▸ **Görev Talimatı A**
Belge alıntısına göre Musa Özsoy'un yayınlanmış kaç kitabı var?
▸ **Görev Talimatı B**
Belge alıntısını iki cümleyle özetleyin.

======== Belge Alıntısı

Sorunların en başında ne olursa olsun denetlemesi gereken resmi ve özel kurumlar geliyor. Başta bakanlıklar var. Bakın bir ülkede devlet koyduğu kuralları uyguladığı ölçüde güçlüdür! Diğer yandan bu kurallara tabi olanların da bu sıralamada yok ama ahlaki sorumluluğu da önemli. Samimiyet yok dedik ya, aslında bakarsanız temelinde ahlak da yok. İnanç da yok. Bunlar olsa zaten kurallara uyması gerekenler kurallara uyar, denetim mekanizmasını beklemez bile! Fakat ahlak, etik, samimiyet, inanç kavramlarının içi boş olup bir de denetim de olmayınca işte o zaman saldım çayıra moduna giriyoruz. Kimse kusura bakmasın ama benim yıllardır gördüğüm, bir tek gördüğüm değil kanıtlarıyla, örnekleriyle gösterdiğim şeyleri konuşuyoruz. Bu ikisinin dışında da üretici firmalar da bu sorunların tabii ki etkenlerindedir. Üretici firmalar ürettiği ürünü en iyi bilendir, değil mi? Yani ne ürettiğini üretenden daha iyi bilen olamaz. E onu bile bile siz çocuk bisküvisinde hala glikoz şurubu kullanabiliyorsanız, çocukları hiperaktiviteye sürükleyen renklendiricileri koyabiliyorsanız, şekeri basıp üstüne çizgi film figürleri koyup daha çok satış bekliyorsanız… Kusura bakmayın ben saygımı korumaya çalışıyorum ama bunlar saygı duyulacak şeyler değil. Geleceğimizi üç kuruş için satanlara ben saygı duymam.

Asıl mesleği şehir plancılğı olan ve ürik asit yüksekliği sebebiyle yaşadığı bir cilt probleminin nedenlerini araştırırken çıkan çarpıcı bir sonuç üzerine marketlerdeki ürün etiketlerini okumaya başlayan Musa Özsoy’un yayınlanmış iki kitabı bulunuyor.
Yayınlarınız üzerine kaç şikayet, dava/mahkeme açıldı nasıl sonuçlandı veya devam ediyor? Bu sorunu nasıl aşıyorsunuz?

================
======== Girdi Verileri

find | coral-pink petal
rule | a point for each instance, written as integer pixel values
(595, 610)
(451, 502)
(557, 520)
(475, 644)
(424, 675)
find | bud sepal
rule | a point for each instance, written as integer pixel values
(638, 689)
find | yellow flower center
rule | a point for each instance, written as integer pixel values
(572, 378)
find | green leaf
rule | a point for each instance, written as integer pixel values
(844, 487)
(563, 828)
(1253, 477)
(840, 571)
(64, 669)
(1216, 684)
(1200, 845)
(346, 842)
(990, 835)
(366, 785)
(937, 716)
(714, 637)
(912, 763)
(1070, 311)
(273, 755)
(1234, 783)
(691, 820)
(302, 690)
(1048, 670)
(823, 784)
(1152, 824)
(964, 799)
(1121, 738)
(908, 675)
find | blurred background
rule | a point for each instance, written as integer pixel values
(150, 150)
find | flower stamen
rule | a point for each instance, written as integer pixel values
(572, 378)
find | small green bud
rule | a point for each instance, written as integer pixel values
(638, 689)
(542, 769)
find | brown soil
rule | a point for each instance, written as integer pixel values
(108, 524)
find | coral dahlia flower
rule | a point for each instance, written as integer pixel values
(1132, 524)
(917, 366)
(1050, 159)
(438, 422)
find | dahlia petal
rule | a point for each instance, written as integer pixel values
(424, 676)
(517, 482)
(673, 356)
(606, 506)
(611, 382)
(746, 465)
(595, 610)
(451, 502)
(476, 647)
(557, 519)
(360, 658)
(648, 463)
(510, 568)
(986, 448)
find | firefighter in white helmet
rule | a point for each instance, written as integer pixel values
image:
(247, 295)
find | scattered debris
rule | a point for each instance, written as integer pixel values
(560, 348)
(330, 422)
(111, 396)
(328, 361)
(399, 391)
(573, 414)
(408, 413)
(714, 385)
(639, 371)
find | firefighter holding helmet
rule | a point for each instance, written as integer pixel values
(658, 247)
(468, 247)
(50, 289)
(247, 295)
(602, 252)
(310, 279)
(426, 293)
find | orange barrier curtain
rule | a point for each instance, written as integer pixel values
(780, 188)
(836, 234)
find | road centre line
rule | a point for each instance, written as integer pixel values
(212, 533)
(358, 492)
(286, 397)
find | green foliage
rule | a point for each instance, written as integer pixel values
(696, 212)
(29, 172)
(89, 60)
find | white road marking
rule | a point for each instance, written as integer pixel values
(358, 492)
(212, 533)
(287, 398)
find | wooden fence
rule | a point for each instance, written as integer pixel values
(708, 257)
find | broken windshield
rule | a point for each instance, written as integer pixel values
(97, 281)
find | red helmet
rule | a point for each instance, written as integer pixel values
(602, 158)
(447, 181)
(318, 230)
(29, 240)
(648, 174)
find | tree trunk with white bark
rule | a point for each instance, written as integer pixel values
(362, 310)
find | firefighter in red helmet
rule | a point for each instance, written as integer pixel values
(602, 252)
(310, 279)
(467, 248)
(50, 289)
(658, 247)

================

▸ **Beklenen Cevap A**
Musa Özsoy'un yayınlanmış iki kitabı bulunuyor.

▸ **Beklenen Cevap B**
Sorunların başında bakanlıklar başta olmak üzere denetlemesi gereken resmi ve özel kurumlar gösteriliyor ve ahlak, etik, samimiyet ve inancın içi boşken denetim de olmayınca kurallara uyulmadığı söyleniyor. Üretici firmaların da çocuk bisküvisinde glikoz şurubu ve hiperaktiviteye sürükleyen renklendiriciler kullandıkları için eleştirildiği alıntıda, asıl mesleği şehir plancılığı olan Musa Özsoy'un bir cilt probleminin nedenlerini araştırırken ürün etiketlerini okumaya başladığı da belirtiliyor.